At 8:30 a.m., a congregation featuring Wyoming’s political elite -- former Govs. Mike Sullivan, Jim Geringer and Dave Freudenthal; Sens. Mike Enzi, John Barrasso and Al Simpson; Rep. Liz Cheney -- and numerous legislators joined Gordon’s family for a prayer service. Officiated by the Rev. Carol Buckingham of Kaycee, the service included a passage from the bible where John the Baptist offered to wash Jesus' feet. Christ declined and instead did the service himself. Buckingham followed with a sermon on the selflessness of service -- comparing government to a cattle branding -- and an “on-the-ranch” mentality that extends to Wyoming’s government.
“Think of the branding, where everyone works as a team and what we can accomplish is a branded and vaccinated cow,” Buckingham said. “Christ has called us to a life of serving others, and that’s what the towel and the basin represent. Dr. Martin Luther King Jr. said, ‘Everyone can be great, because everyone can serve.’ You don’t have to have a college degree to serve. You only need a heart full of grace, a soul generated by love.”
Gordon, throughout his speech, seemed to embody that spirit of service, recognizing members of the military and others who serve Wyoming as well as the need for all its people to pitch in to strive for a better government. But Gordon also spoke to a spirit of optimism in moving the state forward and the power of the individual in moving the state forward.

Recorded information ▸
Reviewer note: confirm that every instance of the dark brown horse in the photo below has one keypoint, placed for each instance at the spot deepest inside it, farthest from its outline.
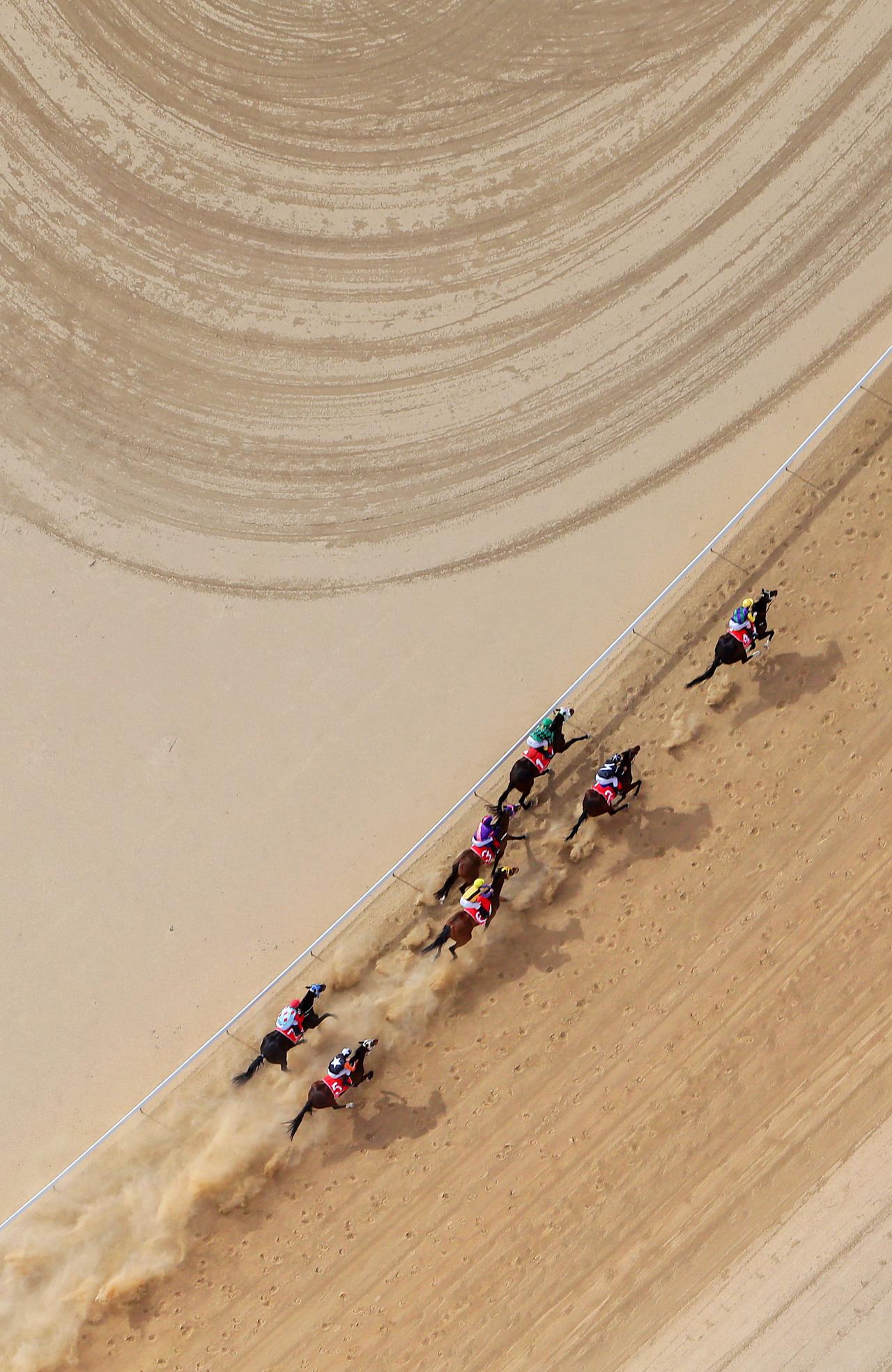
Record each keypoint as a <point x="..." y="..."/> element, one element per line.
<point x="729" y="649"/>
<point x="463" y="925"/>
<point x="276" y="1046"/>
<point x="525" y="771"/>
<point x="468" y="863"/>
<point x="596" y="803"/>
<point x="324" y="1095"/>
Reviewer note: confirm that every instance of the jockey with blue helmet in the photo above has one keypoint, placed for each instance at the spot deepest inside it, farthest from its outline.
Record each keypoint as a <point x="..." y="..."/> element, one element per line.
<point x="608" y="773"/>
<point x="743" y="623"/>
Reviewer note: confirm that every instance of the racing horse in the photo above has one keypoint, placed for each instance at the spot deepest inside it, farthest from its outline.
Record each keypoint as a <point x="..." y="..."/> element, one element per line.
<point x="729" y="649"/>
<point x="599" y="799"/>
<point x="324" y="1094"/>
<point x="535" y="763"/>
<point x="277" y="1043"/>
<point x="463" y="923"/>
<point x="481" y="854"/>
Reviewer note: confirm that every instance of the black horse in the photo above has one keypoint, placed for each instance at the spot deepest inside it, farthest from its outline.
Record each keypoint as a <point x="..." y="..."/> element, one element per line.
<point x="525" y="770"/>
<point x="275" y="1046"/>
<point x="729" y="651"/>
<point x="321" y="1097"/>
<point x="594" y="804"/>
<point x="468" y="863"/>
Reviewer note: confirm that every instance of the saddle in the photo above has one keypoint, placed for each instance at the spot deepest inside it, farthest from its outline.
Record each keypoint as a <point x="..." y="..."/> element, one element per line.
<point x="539" y="759"/>
<point x="338" y="1086"/>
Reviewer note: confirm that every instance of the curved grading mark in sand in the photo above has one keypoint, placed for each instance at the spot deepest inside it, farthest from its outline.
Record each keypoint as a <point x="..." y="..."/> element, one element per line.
<point x="291" y="288"/>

Prompt A ▸ List the former Wyoming governors named in the passage about Gordon's prayer service.
Prompt B ▸ Extend the passage about Gordon's prayer service and speech, beginning after its final sentence.

Answer box A ▸ Mike Sullivan, Jim Geringer, Dave Freudenthal

Answer box B ▸
“Reaching our potential will not be easy,” he said. “We have challenges ahead. But if our history teaches us anything it is that we in Wyoming are resourceful and that throughout our history our state has been blessed with pragmatic, effective and strong leaders.”
To close his speech, Gordon expressed the confidence that he -- and those beside him -- have the capacity to be just as strong.
“My friend, the late Raymond Plank, founder of Apache Oil and the Ucross Foundation, philanthropist, businessman, and founder of the Wyoming Futures Project, once wrote, ‘The capacity of the individual is infinite. Limitations are largely of habit, convention, acceptance of things as they are, fear or self-confidence.’ He was right. Our best days are ahead of us.”
“We have work to do,” Gordon added. “So let us go forth with confidence, with courage and with conviction.”